TEKS BACAAN:
Dalam China and the West, Pak mengutip ucapan Napoleon, “Delegasi misionaris agama bisa memberikan keuntungan buatku di Asia, Afrika, dan Amerika; karena aku akan memaksa mereka untuk memberikan informasi tentang semua negara yang telah mereka kunjungi. Kemulian pakaian mereka tidak saja melindungi mereka, tetapi juga memberi mereka kesempatan untuk menjadi mata-mataku di bidang politik dan perdagangan tanpa sepengetahuan rakyat.”
Akhirnya, kristenisasi menjadi salah satu strategi negara-negara Barat untuk menguasai dunia Islam. Negara-negara barat dan perusahaan-perusahaan multinasionalnya menanamkan modal yang sangat besar pada yayasan-yayasan misionaris. David Waren, penanggung jawab Ensiklopedia Dunia Kristen , menyatakan bahwa 70 miliar dollar telah dihabiskan untuk membiayai aktivitas misionaris pada tahun 1970 saja.
Menurutnya, kurang dari dua dekade jumlah ini telah mencapai hampir dua kali lipatnya dan akan terus meningkat. Muhammad Imarah mencatat, pada 1991 organisasi Misionaris Dunia memiliki 120.880 lembaga khusus untuk kegiatan kristenisasi di kalangan Islam; 99.200 lembaga pendidikan untuk mencetak kader penginjil; 4.208.250 tenaga profesional; 82 juta alat komputer; 24.000 majalah; 2.340 stasiun pemancar radio dan televisi; 10.677 sekolah dengan jumlah 9 juta siswa; 10.600 rumah sakit; 680 panti jompo; 10.050 apotik; anggaran kegiatan kristenisasi sebesar 163 miliar dollar. Tahun sekarang pastinya lebih dari itu.

CUPLIKAN DATA:
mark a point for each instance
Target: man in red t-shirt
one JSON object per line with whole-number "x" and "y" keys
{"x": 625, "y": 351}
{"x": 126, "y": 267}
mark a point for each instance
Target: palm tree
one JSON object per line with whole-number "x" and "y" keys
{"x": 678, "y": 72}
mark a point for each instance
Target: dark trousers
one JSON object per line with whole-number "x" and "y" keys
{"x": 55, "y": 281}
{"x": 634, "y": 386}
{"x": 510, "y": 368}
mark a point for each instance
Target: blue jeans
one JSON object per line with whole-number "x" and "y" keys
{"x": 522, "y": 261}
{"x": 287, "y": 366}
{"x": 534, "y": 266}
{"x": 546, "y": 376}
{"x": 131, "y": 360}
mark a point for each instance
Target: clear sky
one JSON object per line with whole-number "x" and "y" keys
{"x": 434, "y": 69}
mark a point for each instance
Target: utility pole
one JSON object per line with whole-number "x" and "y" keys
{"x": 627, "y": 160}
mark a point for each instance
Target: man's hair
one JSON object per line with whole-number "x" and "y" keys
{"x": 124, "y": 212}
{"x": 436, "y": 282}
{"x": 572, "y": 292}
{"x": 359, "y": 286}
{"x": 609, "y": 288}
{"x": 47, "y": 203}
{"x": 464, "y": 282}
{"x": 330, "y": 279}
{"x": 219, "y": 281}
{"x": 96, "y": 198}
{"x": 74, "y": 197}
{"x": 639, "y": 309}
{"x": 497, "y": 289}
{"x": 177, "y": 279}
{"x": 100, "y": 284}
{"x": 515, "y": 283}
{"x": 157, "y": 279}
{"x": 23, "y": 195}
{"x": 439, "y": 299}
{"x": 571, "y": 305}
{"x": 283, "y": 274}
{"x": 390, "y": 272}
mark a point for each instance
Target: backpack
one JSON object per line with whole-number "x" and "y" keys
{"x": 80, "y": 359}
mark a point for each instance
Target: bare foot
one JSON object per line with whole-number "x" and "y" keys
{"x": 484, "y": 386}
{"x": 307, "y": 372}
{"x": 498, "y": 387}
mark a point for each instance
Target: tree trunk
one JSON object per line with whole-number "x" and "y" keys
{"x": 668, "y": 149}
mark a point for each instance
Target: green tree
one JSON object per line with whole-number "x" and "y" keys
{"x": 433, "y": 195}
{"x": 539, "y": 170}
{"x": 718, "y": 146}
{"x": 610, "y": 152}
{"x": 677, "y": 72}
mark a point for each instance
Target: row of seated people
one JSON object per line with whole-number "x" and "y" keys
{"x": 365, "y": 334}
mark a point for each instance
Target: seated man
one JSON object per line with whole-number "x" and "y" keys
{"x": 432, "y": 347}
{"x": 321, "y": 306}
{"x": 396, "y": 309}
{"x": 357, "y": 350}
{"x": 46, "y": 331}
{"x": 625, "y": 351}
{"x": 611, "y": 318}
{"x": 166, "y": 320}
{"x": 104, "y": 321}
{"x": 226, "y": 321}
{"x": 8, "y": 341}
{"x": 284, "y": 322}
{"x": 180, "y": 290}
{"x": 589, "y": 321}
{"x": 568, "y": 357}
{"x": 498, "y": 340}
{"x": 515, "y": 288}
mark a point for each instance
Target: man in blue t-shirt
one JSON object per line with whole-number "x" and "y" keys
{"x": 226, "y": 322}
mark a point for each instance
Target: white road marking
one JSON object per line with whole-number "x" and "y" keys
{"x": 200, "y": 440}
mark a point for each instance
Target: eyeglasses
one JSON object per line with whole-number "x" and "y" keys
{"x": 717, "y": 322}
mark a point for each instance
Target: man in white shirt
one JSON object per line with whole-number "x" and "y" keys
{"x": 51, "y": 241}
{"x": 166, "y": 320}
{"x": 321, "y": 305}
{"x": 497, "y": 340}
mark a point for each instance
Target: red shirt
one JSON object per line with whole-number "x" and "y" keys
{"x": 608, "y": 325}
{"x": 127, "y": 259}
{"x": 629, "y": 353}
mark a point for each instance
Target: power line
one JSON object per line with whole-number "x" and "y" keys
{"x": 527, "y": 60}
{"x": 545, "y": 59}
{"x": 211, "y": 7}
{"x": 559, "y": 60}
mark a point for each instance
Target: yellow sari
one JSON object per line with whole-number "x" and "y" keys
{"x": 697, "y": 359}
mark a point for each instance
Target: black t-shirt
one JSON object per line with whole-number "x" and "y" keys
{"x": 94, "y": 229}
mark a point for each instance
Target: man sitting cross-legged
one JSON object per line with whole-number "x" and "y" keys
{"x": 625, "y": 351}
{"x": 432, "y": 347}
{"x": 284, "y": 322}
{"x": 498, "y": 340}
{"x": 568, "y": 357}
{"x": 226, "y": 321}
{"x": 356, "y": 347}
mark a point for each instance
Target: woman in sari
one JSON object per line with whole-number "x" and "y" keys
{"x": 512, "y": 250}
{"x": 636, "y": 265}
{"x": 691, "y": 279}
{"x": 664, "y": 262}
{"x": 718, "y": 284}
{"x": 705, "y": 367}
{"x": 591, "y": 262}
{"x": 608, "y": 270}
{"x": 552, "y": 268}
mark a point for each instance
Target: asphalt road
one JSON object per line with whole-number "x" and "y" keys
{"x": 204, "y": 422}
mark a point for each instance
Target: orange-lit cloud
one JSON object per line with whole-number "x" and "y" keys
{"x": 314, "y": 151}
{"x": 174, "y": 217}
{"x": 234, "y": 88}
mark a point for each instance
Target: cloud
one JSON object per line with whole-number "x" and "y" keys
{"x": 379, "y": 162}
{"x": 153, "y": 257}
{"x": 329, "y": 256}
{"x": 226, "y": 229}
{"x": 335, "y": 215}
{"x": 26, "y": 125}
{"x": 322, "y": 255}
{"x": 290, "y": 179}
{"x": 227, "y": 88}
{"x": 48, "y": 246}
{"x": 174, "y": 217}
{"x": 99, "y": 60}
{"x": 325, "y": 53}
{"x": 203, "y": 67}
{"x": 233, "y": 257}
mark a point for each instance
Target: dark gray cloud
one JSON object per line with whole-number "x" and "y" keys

PETUNJUK LATIHAN: Tuliskan tanpa mengubah satu kata pun bagian teks bacaan yang dimulai dengan "Dalam China and" dan berlanjut hingga "tahun 1970 saja.".

LATIHAN SELESAI:
Dalam China and the West, Pak mengutip ucapan Napoleon, “Delegasi misionaris agama bisa memberikan keuntungan buatku di Asia, Afrika, dan Amerika; karena aku akan memaksa mereka untuk memberikan informasi tentang semua negara yang telah mereka kunjungi. Kemulian pakaian mereka tidak saja melindungi mereka, tetapi juga memberi mereka kesempatan untuk menjadi mata-mataku di bidang politik dan perdagangan tanpa sepengetahuan rakyat.”
Akhirnya, kristenisasi menjadi salah satu strategi negara-negara Barat untuk menguasai dunia Islam. Negara-negara barat dan perusahaan-perusahaan multinasionalnya menanamkan modal yang sangat besar pada yayasan-yayasan misionaris. David Waren, penanggung jawab Ensiklopedia Dunia Kristen , menyatakan bahwa 70 miliar dollar telah dihabiskan untuk membiayai aktivitas misionaris pada tahun 1970 saja.